- Given information:
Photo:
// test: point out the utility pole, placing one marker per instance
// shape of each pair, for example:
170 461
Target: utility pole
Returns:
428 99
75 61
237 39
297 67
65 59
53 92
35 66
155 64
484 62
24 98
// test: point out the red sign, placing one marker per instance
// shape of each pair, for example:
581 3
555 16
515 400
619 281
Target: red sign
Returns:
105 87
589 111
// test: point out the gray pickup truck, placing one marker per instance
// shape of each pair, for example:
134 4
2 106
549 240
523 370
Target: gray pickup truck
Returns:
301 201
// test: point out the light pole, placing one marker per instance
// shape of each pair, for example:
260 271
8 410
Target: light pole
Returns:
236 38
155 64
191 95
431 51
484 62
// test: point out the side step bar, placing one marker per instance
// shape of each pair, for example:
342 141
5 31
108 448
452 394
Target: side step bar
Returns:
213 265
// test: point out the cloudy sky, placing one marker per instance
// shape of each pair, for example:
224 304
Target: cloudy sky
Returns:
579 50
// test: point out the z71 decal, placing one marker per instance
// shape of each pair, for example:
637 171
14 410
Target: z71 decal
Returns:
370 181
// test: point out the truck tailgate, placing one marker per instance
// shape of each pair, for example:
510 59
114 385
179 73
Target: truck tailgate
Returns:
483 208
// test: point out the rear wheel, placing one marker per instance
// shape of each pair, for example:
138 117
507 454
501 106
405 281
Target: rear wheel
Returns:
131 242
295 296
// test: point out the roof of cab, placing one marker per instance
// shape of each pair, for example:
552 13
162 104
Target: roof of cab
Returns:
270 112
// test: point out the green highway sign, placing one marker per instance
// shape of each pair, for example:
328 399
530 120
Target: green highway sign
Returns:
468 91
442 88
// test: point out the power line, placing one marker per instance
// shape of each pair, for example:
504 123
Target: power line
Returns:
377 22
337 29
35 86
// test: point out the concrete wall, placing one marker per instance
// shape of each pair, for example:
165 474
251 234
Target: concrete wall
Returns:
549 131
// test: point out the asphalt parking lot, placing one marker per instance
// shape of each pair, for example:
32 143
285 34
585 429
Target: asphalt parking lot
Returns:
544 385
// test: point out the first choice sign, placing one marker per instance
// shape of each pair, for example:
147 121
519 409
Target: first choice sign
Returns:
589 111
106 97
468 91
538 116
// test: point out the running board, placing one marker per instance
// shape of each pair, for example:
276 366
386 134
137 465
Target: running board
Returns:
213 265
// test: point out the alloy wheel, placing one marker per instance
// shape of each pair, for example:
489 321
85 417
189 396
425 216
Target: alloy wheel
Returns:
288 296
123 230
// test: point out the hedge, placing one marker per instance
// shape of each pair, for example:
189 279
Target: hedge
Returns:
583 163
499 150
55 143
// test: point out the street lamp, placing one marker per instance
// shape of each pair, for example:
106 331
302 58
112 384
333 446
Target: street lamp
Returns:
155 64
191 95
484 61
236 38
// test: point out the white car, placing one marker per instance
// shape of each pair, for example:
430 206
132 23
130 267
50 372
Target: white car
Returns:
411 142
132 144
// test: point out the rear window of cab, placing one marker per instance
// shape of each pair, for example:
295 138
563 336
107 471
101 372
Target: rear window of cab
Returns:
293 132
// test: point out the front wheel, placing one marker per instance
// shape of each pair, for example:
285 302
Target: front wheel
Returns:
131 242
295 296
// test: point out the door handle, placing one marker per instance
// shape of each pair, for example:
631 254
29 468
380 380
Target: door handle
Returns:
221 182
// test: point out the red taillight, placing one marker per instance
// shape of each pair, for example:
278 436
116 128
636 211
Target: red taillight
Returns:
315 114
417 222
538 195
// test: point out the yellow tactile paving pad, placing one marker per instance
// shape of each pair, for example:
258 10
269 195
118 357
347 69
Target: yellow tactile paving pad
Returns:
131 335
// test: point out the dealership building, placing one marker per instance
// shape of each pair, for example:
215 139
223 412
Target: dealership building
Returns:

- Task directions: Copy each entry above line for line, changing nothing.

- Solution to this task:
Photo:
// test: point out the utility pole, placing one marker per instance
// shape of each pair, for example:
170 461
Target: utility pole
Returns:
428 99
75 61
237 39
297 67
65 59
53 92
35 66
155 64
484 62
24 98
// test: point out the red sign, placing one marker per instance
// shape of each pair, for example:
581 3
555 16
515 400
619 281
Target: red sign
Returns:
105 87
589 111
// test: point out the gray pickup truck, placing one marker per instance
// shape of each pair, for example:
134 4
2 106
549 240
523 370
Target: gray pickup truck
Returns:
301 201
// test: point out the light pole, placing one marker per instance
// shape of each pair, for example:
260 271
8 410
Target: light pole
Returns:
236 38
155 64
191 95
431 51
484 62
// test: point out the side step bar, placing one marker per instance
// shape of each pair, for example:
342 141
5 31
108 448
452 394
Target: side step bar
Returns:
213 265
// test: point out the cloudy sky, placing one marker per instance
// shape of each pair, for example:
224 304
Target: cloudy sky
Returns:
579 50
// test: point out the z71 decal, placing one marker per instance
// shape of each pair, for example:
637 171
14 410
Target: z71 decal
Returns:
370 181
// test: point out the truck tailgate, placing one marker per instance
// shape of each pair, for example:
510 59
114 385
179 73
Target: truck tailgate
Returns:
483 208
// test: point out the rear wheel, placing one marker per instance
// shape of each pair, for example:
138 117
507 454
501 106
405 281
Target: rear wheel
Returns:
131 242
295 296
// test: point out the roof of cab, placing one marker per instance
// shape of each pair, for example:
552 13
162 104
Target: roof of cab
Returns:
270 112
// test: point out the green highway sign, placing one marker per instance
// shape of each pair, for example:
328 399
530 120
Target: green highway sign
Returns:
468 91
442 88
// test: point out the power line, placing one marker per instance
// shape of each pair, for example:
504 123
Target: power line
Returns:
377 22
337 29
35 86
// test: point out the concrete wall, placing one marker per instance
// shape of each pair, for example:
165 474
251 234
Target: concrete wall
Returns:
549 131
// test: point out the asphalt parking lot, placing one marker per instance
// shape of each pair, for example:
32 143
285 34
585 429
Target: asphalt parking lot
Returns:
544 385
// test: point out the first choice sign, placing one marker per instance
// shape of each pair, for example:
147 121
519 409
Target: first choice sign
Returns:
589 111
106 97
468 91
538 116
// test: point out the running board, placing one marker per instance
// shape of each pair, for example:
276 366
386 134
137 465
Target: running board
Returns:
213 265
// test: point out the alloy wheel, placing one marker per instance
// shape of each pair, for example:
489 321
85 417
189 396
425 216
Target: alloy wheel
Returns:
288 296
123 230
// test: point out the hedge, placing one marker per instance
// shape of each pair, for example:
189 279
Target: hedge
Returns:
583 163
499 150
55 143
// test: point out the street lamp, placing one marker per instance
// shape of each pair, for example:
106 331
302 58
112 384
333 446
Target: street lamp
Returns:
155 64
191 95
484 61
236 38
// test: point out the white car, placing one marker per instance
// shape of each pair, for example:
430 206
132 23
130 267
50 372
Target: white car
Returns:
411 142
132 144
// test: point out the rear window of cab, placing one marker per instance
// shape of each pair, for example:
295 138
563 336
107 471
101 372
Target: rear window of cab
Returns:
293 132
// test: point out the front wheel, placing one marker per instance
// shape of each pair, for example:
285 302
Target: front wheel
Returns:
131 242
295 296
// test: point out the door handle, placing one marker per instance
// shape of each pair, for example:
631 254
29 468
380 380
Target: door handle
Returns:
221 182
// test: point out the red taillight, placing one marker per instance
// shape of each pair, for example:
278 436
116 128
636 211
Target: red taillight
Returns:
315 114
417 222
538 195
// test: point out the yellow tactile paving pad, placing one marker per instance
// shape of each pair, for example:
258 10
269 195
118 357
347 69
Target: yellow tactile paving pad
Returns:
131 335
// test: point out the dealership building, placing one marker per instance
// shape of each pair, for example:
215 139
223 412
Target: dealership building
Returns:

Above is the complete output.